== Problems to solve ==
1 - Copy the passage from the forum thread on endurance riding with Icelandic horses, starting at "I've never done" and ending at "(Jul 8, 2018)".
2 - In the forum thread on endurance riding with Icelandic horses, rewrite the paragraph beginning "It is no wonder the breed is so hardy" as a shorter version that keeps its main facts.

== Text section ==
===

# Endurance Riding on Icelandic Horses



## fireandicehorse (Nov 21, 2020)

Has anyone done endurance riding on Icelandics? Also, how well do you think they would do?


----------



## gottatrot (Jan 9, 2011)

'Cantankerous old pony' rides into US endurance Hall of Fame - Horsetalk.co.nz

The above article has some good insights. They can trek along all day, and usually have good hooves and metabolics. Super tough horses.
It just depends if you define success as finishing just before the cutoff time, or if you want to be competitive.

This last spring I rode out with a woman on a Icelandic. My other friend and I were on TBs. We had to stop and wait often, because of the TBs' long strides.

I've ridden the tolt and galloped on an Icelandic in Iceland. They are great little horses. 
We went to a museum with photos of what the horses went through back when Iceland was developing. They would have them carrying massive, heavy loads on their backs. I mean twice as tall as the horse. They had them working through harsh winter weather with little food. Those that did not survive were culls.

It is no wonder the breed is so hardy. Those that weren't did not survive. So yes, they can endure and will do well over the distance. But they won't compete with the bigger and lighter horses.


----------



## gottatrot (Jan 9, 2011)

Wanted to add...I personally would think endurance on an Icelandic would be quite enjoyable. Plus everyone at the rides will smile to see the little horse along.


----------



## Palfrey (May 29, 2020)

I've never done endurance. However, from what my idea of it is, I think an Icelandic would be a good horse for it! They seem like such neat little horses. I loved their performance at Equine Affaire every year-- it never disappointed and in my opinion they always stole the show!

@gottatrot What an amazing experience to get to ride an Icelandic horse in Iceland!


----------



## farrieremily (Jul 8, 2018)

A friend with Icelandics has mentioned a few times that they don’t shed heat well. 
For any great distance or time temperatures could be more of an issue for them than other breeds.


----------



## fireandicehorse (Nov 21, 2020)

farrieremily said:


> A friend with Icelandics has mentioned a few times that they don’t shed heat well.
> For any great distance or time temperatures could be more of an issue for them than other breeds.


Some strategies people often use to help with that is to braid up their hair and clip them. Then they are usually much better off.


----------



## phantomhorse13 (Feb 18, 2011)

Someone in my region (the NE) does some limited distance rides on an icelandic. She always looks like she's having a great time!


----------



## fireandicehorse (Nov 21, 2020)

phantomhorse13 said:


> Someone in my region (the NE) does some limited distance rides on an icelandic. She always looks like she's having a great time!


What is the person's name and the color of her horse? I may know her.


----------



## phantomhorse13 (Feb 18, 2011)

Becky rides a silver black horse. I am drawing a blank on the horse's name currently.


----------

===

== Information supplied ==
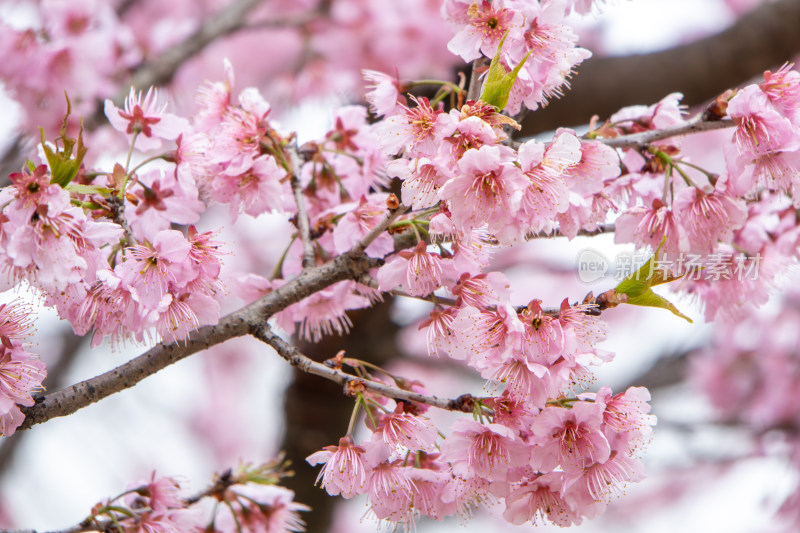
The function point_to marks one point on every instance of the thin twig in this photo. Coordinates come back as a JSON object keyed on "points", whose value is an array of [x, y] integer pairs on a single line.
{"points": [[160, 70], [291, 354], [303, 223], [474, 90], [373, 234], [640, 140], [246, 320]]}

===

== Answer set ==
1 -
I've never done endurance. However, from what my idea of it is, I think an Icelandic would be a good horse for it! They seem like such neat little horses. I loved their performance at Equine Affaire every year-- it never disappointed and in my opinion they always stole the show!

@gottatrot What an amazing experience to get to ride an Icelandic horse in Iceland!


----------



## farrieremily (Jul 8, 2018)

2 - The breed is hardy because the horses that weren't did not survive. Icelandics can endure and do well over the distance, but they won't compete with bigger, lighter horses.